• INSTRUCTION A:
From the forum thread on singularities in relativity below, reproduce the stretch from "More that a" through "mathematics fails you.".
• INSTRUCTION B:
Extend the forum thread on singularities in relativity, picking up after its final sentence.

• DOCUMENT PASSAGE:

________

More that a new theory of gravity can't solve the problems we have with the current one unless it's a quantum theory.
 
  • #14
phinds said:
But that singular point does NOT show up in the math as an infinity, it shows up as a zero so of course it's not an issue.
What is zero and not infinity in the example of the cone? Suppose the cone is tip up, like a party hat. If you slice it horizontally you get a circle of some radius, say ##r##. The curvature of that circle is ##\kappa = \frac1r##. As your slices go up towards the tip the circles get smaller and the radius goes to zero, so the curvature goes to infinity.
 
  • #15
Ibix said:
If you use latitude and longitude to give directions, there's a singularity at the poles - all directions are south at the north pole, so you can only say "go south" and that does not define a unique direction. The mathematics fails you.
As you say that is not a good example, there are no singularities here. The maths doesn't fail me. I am not using it well.
Ibix said:
That's only a singularity in coordinates and you can solve the problem by picking a different coordinate system should you ever need to give directions from the pole. Or even just stand there pointing and saying "thattaway". Singularities in the underlying theory are more problematic because you can't simply pick a better mathematical model. There isn't one. And we can't fudge it from experience because we don't have any. So we end up with a theory that doesn't work in some places.
I don't understand this. How does the theory not work? It works perfectly well. It even predicts the singularities. Which are not part of the space-time so you cannot say the theory doesn't work in some places. There are no such places. It works in all places and times.
Ibix said:
For example, in Schwarzschild spacetime you can predict what will happen as you fall in to the black hole. You reach the singularity in a fairly short time. But then we cannot say what will happen next. There is no "next" in the model - anything reaching the singularity is just gone from the model and we cannot predict consequences for that matter or anything it might interact with thereafter - which is a failing in a model.
As you say there is no next, so the question is not well posed. The singularities might be unexpected and in conflict with intuition build on other models, but they are not problem. This happens all the time in relativity.

________

• INFORMATION PROVIDED:
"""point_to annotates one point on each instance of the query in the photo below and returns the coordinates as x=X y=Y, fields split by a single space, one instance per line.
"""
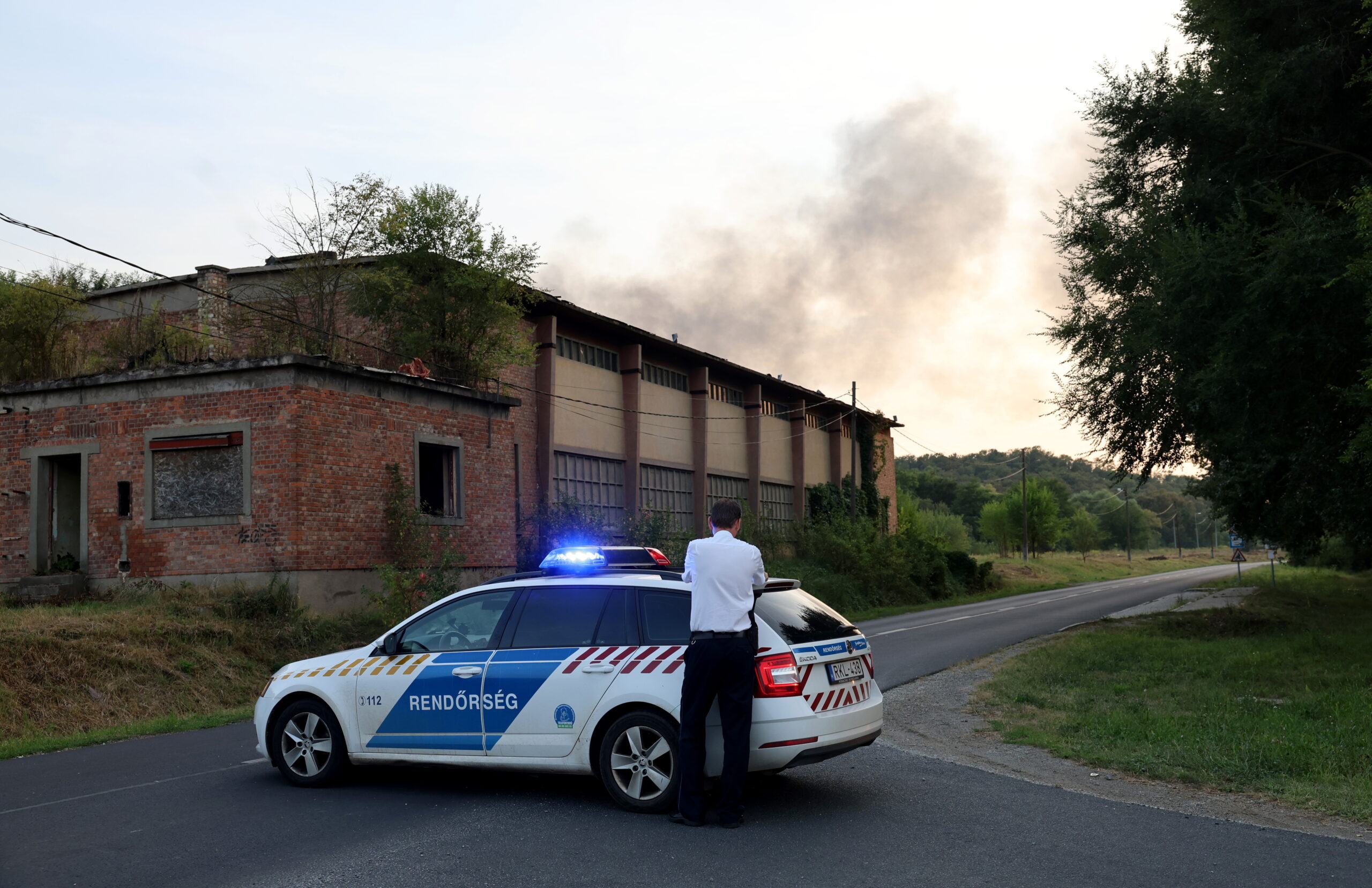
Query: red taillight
x=777 y=677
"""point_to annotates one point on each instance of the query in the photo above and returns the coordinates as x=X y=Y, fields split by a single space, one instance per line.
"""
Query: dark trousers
x=724 y=669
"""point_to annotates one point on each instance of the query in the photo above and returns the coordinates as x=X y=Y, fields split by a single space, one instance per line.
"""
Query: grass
x=151 y=661
x=1054 y=570
x=1273 y=698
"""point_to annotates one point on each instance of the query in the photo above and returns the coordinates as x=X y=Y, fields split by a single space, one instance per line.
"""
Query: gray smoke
x=885 y=279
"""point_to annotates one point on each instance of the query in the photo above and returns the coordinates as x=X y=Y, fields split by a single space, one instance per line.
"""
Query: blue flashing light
x=574 y=558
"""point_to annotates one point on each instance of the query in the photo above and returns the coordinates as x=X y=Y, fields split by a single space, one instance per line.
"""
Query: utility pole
x=1128 y=526
x=853 y=437
x=1024 y=496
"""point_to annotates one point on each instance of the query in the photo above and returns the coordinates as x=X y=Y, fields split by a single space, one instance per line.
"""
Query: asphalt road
x=195 y=809
x=912 y=645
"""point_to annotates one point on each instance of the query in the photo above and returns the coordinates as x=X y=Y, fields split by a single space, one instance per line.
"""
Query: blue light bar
x=574 y=558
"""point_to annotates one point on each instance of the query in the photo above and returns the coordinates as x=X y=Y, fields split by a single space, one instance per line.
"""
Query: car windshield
x=799 y=617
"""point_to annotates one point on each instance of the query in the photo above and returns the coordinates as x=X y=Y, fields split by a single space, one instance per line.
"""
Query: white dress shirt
x=722 y=573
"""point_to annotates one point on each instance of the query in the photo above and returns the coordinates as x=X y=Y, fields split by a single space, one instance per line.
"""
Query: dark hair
x=726 y=514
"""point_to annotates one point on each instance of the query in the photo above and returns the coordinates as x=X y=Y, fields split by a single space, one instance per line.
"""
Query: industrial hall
x=249 y=467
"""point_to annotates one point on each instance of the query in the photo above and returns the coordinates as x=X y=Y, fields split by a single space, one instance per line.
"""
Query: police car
x=575 y=667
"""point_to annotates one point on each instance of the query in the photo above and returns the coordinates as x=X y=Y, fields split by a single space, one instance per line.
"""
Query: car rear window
x=560 y=617
x=799 y=617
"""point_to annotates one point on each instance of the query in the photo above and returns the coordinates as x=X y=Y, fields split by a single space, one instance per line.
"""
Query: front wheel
x=640 y=764
x=309 y=744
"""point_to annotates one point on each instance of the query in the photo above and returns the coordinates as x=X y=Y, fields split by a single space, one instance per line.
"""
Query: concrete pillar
x=631 y=380
x=754 y=436
x=797 y=459
x=545 y=380
x=210 y=311
x=836 y=452
x=699 y=387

________

• TASK ANSWER A:
More that a new theory of gravity can't solve the problems we have with the current one unless it's a quantum theory.
 
  • #14
phinds said:
But that singular point does NOT show up in the math as an infinity, it shows up as a zero so of course it's not an issue.
What is zero and not infinity in the example of the cone? Suppose the cone is tip up, like a party hat. If you slice it horizontally you get a circle of some radius, say ##r##. The curvature of that circle is ##\kappa = \frac1r##. As your slices go up towards the tip the circles get smaller and the radius goes to zero, so the curvature goes to infinity.
 
  • #15
Ibix said:
If you use latitude and longitude to give directions, there's a singularity at the poles - all directions are south at the north pole, so you can only say "go south" and that does not define a unique direction. The mathematics fails you.

• TASK ANSWER B:
Think about it this way there is no mathematical inconsistency, and there is no observational evidence either way. So you dismiss them, and say that they are a problem that needs to be resolved in a more accurate theory.
 
  • #16
revnice said:
The current explanation of gravity is that it's the warping of spacetime by the prescence of a body. So why are we looking for a graviton?
The current explanation of sound is that it's a change of density of the medium. So why are we looking for a phonon? (Which, by the way, is found.)
 
  • #17
martinbn said:
As you say that is not a good example, there are no singularities here. The maths doesn't fail me. I am not using it well.
I didn't say it was a bad example, just that it was possible to work around that particular singularity by adopting a different convention. That you can adopt a different mathematicsl model doesn't mean that you don't have a failure of the original one.

The difference between a coordinate singularity like the geographic pole or the Schwarzschild event horizon and a singularity like the Schwarzschild ##r=0## singularity is that you can't work around the latter because there is no alternative mathematical model describing the same thing in alternative terms. Both have the property that you can't predict what happens when you reach them.
martinbn said:
Think about it this way there is no mathematical inconsistency, and there is no observational evidence either way. So you dismiss them, and say that they are a problem that needs to be resolved in a more accurate theory.
That's exactly what I'm saying. I just gave a bit more explanation around why we suspect singularities are a problem: they are places you can reach in finite time, and beyond which you cannot predict with our current models.